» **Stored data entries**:
-.-.-

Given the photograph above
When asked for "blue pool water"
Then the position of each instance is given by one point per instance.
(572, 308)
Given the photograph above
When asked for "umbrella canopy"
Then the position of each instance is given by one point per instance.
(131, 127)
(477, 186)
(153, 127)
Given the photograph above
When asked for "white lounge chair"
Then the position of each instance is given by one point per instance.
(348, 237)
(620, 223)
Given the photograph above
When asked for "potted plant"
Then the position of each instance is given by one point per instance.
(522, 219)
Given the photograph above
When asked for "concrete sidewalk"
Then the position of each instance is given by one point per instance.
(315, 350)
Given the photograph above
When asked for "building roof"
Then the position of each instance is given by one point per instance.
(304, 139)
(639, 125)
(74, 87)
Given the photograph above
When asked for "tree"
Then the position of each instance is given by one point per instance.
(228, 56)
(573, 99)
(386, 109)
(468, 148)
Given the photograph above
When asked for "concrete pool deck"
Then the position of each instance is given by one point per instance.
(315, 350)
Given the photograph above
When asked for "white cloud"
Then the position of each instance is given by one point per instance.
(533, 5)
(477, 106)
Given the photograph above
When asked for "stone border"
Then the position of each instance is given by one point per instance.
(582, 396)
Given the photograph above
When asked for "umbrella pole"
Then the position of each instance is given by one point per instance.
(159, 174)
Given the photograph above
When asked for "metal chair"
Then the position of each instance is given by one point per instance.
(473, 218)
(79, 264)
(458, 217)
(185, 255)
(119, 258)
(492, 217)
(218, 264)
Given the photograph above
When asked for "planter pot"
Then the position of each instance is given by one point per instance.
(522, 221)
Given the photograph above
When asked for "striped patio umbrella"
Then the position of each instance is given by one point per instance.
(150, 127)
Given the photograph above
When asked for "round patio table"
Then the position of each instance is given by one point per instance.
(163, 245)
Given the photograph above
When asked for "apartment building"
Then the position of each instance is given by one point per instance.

-.-.-

Reproduce all of the records exactly.

Given the photograph above
When asked for "blue pool water"
Then the position of each instance is given by one point per instance.
(572, 308)
Given the photograph above
When asked for "umbrella canopy"
Then the position of each instance is given by one point per instance.
(131, 127)
(477, 186)
(153, 127)
Given the photograph above
When asked for "white lounge chair"
Then the position of each instance is given by one point per instance.
(348, 237)
(620, 223)
Given the photograph above
When asked for "potted plant"
Then the position of each instance is given by one point per instance.
(522, 219)
Given the photograph above
When asked for "concrete sidewalk"
Then the position of each instance is given by one point per instance.
(315, 350)
Given the photograph above
When asked for "building roof"
Then the position of each instance is given by one point per instance.
(304, 139)
(639, 125)
(74, 87)
Given the photograph above
When asked for "tree"
Then the position of each instance is given by one point per instance.
(228, 56)
(573, 99)
(386, 109)
(468, 148)
Given the photograph above
When asked for "concrete pool deck"
Then the position of each instance is given by one point per instance.
(315, 350)
Given the photograph above
When asked for "white cloud"
Then the position of each instance is given by one point per instance.
(533, 5)
(477, 106)
Given the photograph above
When asked for "stone border"
Then the position of each instance is given by one point per instance.
(582, 396)
Given the photograph above
When asked for "umbrella pole"
Then the position of each instance is given by one point per instance.
(159, 174)
Given the photograph above
When asked for "metal chair"
Then the position of each instance is given by one point per instance.
(473, 218)
(79, 264)
(458, 217)
(185, 255)
(119, 258)
(492, 217)
(218, 264)
Given the photograph above
When asked for "planter pot"
Then the position of each instance is given by one point per instance.
(522, 221)
Given the photograph above
When asked for "striped patio umbrella"
Then the position of each instance is given by one point per instance.
(150, 127)
Given the photograph above
When asked for "round patio table"
Then the position of each instance is given by one point per instance.
(163, 245)
Given the photograph above
When asked for "apartment building"
Then the position of each instance is given by one point per instance.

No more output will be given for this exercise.